▶ TRY IT
From the mmMamba repository page below, list every author named in the README.

▶ TEXT EXCERPT

================================

# mmMamba
**Repository Path**: CGP2188/mmMamba
## Basic Information
- **Project Name**: mmMamba
- **Description**: The first decoder-only multimodal state space model
- **Primary Language**: Unknown
- **License**: MIT
- **Default Branch**: main
- **Homepage**: None
- **GVP Project**: No
## Statistics
- **Stars**: 0
- **Forks**: 0
- **Created**: 2026-01-07
- **Last Updated**: 2026-01-07
## Categories & Tags
**Categories**: Uncategorized
**Tags**: None
## README
mmMamba
Decoder-only Multimodal State Space Model via Quadratic to Linear Distillation
[Bencheng Liao](https://github.com/LegendBC)1,2,\*, [Hongyuan Tao](https://github.com/Hongyuan-Tao)2,\*, [Qian Zhang](https://scholar.google.com/citations?user=pCY-bikAAAAJ&hl=zh-CN)3, [Tianheng Cheng](https://scholar.google.com/citations?user=PH8rJHYAAAAJ&hl=en)2, [Yingyue Li](https://github.com/Yingyue-L)2, Haoran Yin3, [Wenyu Liu](https://scholar.google.com/citations?user=D7jDk7gAAAAJ&hl=en)2, [Xinggang Wang](https://xwcv.github.io)2 :email:
1 Institute of Artificial Intelligence, HUST, 2 School of EIC, HUST, 3 Horizon Robotics
* equal contribution, :email: corresponding author, xgwang@hust.edu.cn
[](https://arxiv.org/abs/2502.13145)
[](https://huggingface.co/hustvl/mmMamba-linear)
[](https://huggingface.co/hustvl/mmMamba_hybrid)
## News
* **` Feb. 19th, 2025`:** We released our paper on [Arxiv](https://arxiv.org/abs/2502.13145). We release the initial version of code and weights.
## Table of Contents
- [Introduction](#introduction)
- [Getting Started](#getting-started)
- [Acknowledgement](#acknowledgement)
- [Citation](#citation)

================================

▶ RECORD EXCERPTS
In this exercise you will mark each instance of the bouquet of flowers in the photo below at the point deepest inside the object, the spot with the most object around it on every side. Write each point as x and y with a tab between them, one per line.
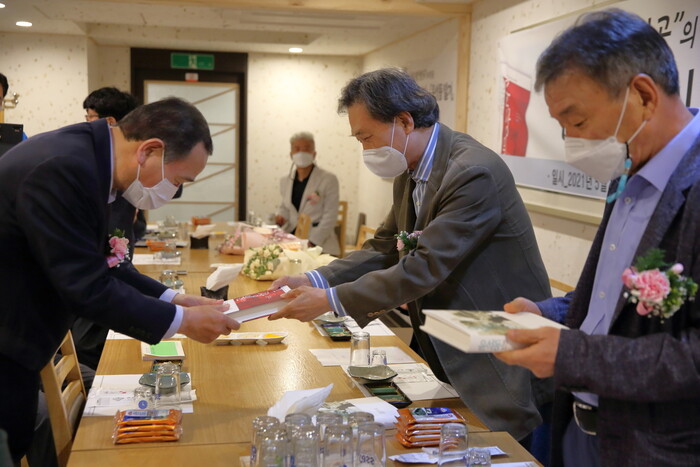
270	262
407	242
246	237
117	249
657	292
262	262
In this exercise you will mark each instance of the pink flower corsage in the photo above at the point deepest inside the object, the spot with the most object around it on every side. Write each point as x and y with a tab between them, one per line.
657	292
314	198
407	242
117	249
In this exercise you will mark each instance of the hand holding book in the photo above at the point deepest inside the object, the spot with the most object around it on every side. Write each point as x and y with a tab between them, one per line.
539	353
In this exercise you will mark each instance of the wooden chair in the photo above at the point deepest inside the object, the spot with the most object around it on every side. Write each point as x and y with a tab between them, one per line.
341	225
303	226
65	397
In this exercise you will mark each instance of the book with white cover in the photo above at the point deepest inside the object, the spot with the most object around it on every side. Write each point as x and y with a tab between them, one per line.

================================

▶ WORKED SOLUTION
Bencheng Liao, Hongyuan Tao, Qian Zhang, Tianheng Cheng, Yingyue Li, Haoran Yin, Wenyu Liu, Xinggang Wang